**TRECHO DA PÁGINA**
POÇO REDONDO: ASPECTOS SOBRE O REFÚGIO DO SOL (Décima oitava viagem)

POÇO REDONDO: ASPECTOS SOBRE O REFÚGIO DO SOL (Décima oitava viagem)

Rangel Alves da Costa*

Quando foi desmembrado de Porto da Folha e foi elevado à categoria de município, Poço Redondo era termo de Gararu. Quer dizer, fazia parte da circunscrição judiciária da qual Gararu era comarca. Para não deixar dúvidas, comarca é a divisão geográfica feita pelo Poder Judiciário para definir a área pela qual cada juiz é responsável. Há comarcas que abrangem mais de um município.

Com efeito, a Lei estadual nº 554, de 6 de fevereiro de 1954, que fixa a divisão administrativa e judiciária para o qüinqüênio 1954-1958, situa Poço Redondo como distrito único e termo da comarca de Gararu.

Enquanto distrito de Gararu, o juiz eleitoral daquela comarca, Djalma Ferreira de Oliveira, da 25ª Zona, teve muito trabalho com a realização da segunda eleição municipal, na histórica disputa entre Eliezer Joaquim de Santana e José Francisco do Nascimento, o Zé de Julião.

Nos anais do Relatório da Comissão Apuradora das Eleições de 03 de outubro de 1958 – TRE/SE, constam as seguintes curiosidades históricas, referentes à citada eleição em Poço Redondo:

"PÔRTO DA FOLHA – 25ª Zona

Não se reuniram as 1ª e 3ª Secções do Município de Poço Redondo, por ocasião do pleito de 3 de outubro.

O motivo determinante desse fato foi ter o candidato a Prefeito, naquele município, pelo Partido Social Democrático, sem nenhuma razão que o justificasse, penetrado no recinto das mencionadas Secções e levado consigo o material eleitoral. Fazia-se acompanhar de cêrca de 60 cavaleiros, todos municiados, prontos para qualquer reação. Retiraram, neste momento, as urnas e o material, deixando um marco de sua passagem, ceifando uma vida útil à coletividade".

**DADOS GUARDADOS**
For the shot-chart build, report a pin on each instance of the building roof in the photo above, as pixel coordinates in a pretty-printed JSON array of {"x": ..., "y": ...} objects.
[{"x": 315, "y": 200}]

**OBJETIVO**
Reescreva o texto sobre Poço Redondo, tudo de "Quando foi desmembrado" até "Zé de Julião.", trocando "qüinqüênio" por "quinquênio".

**RESULTADO**
Quando foi desmembrado de Porto da Folha e foi elevado à categoria de município, Poço Redondo era termo de Gararu. Quer dizer, fazia parte da circunscrição judiciária da qual Gararu era comarca. Para não deixar dúvidas, comarca é a divisão geográfica feita pelo Poder Judiciário para definir a área pela qual cada juiz é responsável. Há comarcas que abrangem mais de um município.

Com efeito, a Lei estadual nº 554, de 6 de fevereiro de 1954, que fixa a divisão administrativa e judiciária para o quinquênio 1954-1958, situa Poço Redondo como distrito único e termo da comarca de Gararu.

Enquanto distrito de Gararu, o juiz eleitoral daquela comarca, Djalma Ferreira de Oliveira, da 25ª Zona, teve muito trabalho com a realização da segunda eleição municipal, na histórica disputa entre Eliezer Joaquim de Santana e José Francisco do Nascimento, o Zé de Julião.